> [ЗАДАНИЕ]:
Перепишите из отрывка о чтении всё, начиная со слов «Я прочел Андре Жида» и до слов «простодушнейший читатель. Простодушнейший.», заменив «Бежин» на «один рецензент».

> [ФРАГМЕНТ ТЕКСТА]:
Я прочел Андре Жида по-французски. Это было непросто, ибо Жид был запрещен, во-первых, а во-вторых, французского в моей школе не было. Но если очень надо, так и язык выучишь.

А вообще я читаю и слушаю, что во мне происходит. Когда-то Бежин обо мне писал, как о критике, что я пускаю себя как простодушного читателя, как собачку на веревочке, следом иду как хозяин этой собачки и слушаю, что происходит с собачкой. То есть внутри меня живет простодушнейший читатель. Простодушнейший.

> [ИСХОДНЫЕ ДАННЫЕ]:
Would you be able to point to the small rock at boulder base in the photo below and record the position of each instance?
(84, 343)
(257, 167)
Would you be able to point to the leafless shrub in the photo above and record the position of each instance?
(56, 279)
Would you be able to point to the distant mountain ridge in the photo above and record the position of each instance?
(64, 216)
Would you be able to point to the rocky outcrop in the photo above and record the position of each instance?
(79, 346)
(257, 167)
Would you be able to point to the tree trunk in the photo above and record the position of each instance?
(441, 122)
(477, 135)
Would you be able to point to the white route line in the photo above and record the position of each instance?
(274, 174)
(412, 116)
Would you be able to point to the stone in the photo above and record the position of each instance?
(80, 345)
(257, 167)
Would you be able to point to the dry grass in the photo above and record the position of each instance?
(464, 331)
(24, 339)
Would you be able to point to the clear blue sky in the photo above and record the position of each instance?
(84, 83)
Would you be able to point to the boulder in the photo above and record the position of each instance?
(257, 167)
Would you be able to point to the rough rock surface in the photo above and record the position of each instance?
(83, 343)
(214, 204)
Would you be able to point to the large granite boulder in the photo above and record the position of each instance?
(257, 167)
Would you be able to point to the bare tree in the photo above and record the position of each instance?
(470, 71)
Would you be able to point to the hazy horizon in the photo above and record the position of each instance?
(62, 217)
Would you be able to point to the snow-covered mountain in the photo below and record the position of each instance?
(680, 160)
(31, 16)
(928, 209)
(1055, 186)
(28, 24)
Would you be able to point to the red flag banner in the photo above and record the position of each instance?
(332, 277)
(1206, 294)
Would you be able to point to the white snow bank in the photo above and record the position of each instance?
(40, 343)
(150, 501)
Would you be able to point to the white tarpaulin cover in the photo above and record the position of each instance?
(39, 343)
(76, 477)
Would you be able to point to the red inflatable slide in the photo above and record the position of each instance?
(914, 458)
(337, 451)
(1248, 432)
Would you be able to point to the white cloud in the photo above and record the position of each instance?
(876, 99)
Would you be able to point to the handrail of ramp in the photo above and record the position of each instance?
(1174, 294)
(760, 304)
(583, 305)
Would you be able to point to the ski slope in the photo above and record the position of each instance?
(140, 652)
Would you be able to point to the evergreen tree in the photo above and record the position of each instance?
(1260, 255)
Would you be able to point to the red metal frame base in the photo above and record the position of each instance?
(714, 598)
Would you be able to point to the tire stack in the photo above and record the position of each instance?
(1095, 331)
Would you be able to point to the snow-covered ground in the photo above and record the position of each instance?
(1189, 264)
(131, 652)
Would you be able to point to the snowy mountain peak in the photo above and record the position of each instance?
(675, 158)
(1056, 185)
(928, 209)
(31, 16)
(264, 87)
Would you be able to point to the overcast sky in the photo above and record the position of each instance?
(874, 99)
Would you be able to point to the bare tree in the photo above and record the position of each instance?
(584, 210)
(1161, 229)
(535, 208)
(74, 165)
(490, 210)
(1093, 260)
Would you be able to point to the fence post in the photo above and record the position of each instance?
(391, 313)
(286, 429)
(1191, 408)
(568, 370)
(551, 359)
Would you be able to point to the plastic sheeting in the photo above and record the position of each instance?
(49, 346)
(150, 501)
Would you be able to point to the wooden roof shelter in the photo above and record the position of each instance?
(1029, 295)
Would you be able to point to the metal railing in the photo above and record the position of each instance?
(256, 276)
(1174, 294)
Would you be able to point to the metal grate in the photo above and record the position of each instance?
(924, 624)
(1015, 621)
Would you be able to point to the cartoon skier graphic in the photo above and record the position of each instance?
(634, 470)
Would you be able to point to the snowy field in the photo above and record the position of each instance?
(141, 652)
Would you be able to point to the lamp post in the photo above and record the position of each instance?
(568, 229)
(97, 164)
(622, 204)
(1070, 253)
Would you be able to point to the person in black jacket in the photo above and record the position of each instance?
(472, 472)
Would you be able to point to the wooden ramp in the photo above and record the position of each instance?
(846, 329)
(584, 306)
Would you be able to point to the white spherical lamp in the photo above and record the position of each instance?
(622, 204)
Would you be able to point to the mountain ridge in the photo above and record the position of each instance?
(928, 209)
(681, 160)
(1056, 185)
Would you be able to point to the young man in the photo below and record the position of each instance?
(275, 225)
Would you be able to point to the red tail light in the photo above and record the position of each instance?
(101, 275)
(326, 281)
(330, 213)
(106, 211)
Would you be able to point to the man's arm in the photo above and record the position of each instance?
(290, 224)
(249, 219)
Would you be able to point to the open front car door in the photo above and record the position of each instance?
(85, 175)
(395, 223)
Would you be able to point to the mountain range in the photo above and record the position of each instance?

> [ПОЛНЫЙ ОТВЕТ]:
Я прочел Андре Жида по-французски. Это было непросто, ибо Жид был запрещен, во-первых, а во-вторых, французского в моей школе не было. Но если очень надо, так и язык выучишь.

А вообще я читаю и слушаю, что во мне происходит. Когда-то один рецензент обо мне писал, как о критике, что я пускаю себя как простодушного читателя, как собачку на веревочке, следом иду как хозяин этой собачки и слушаю, что происходит с собачкой. То есть внутри меня живет простодушнейший читатель. Простодушнейший.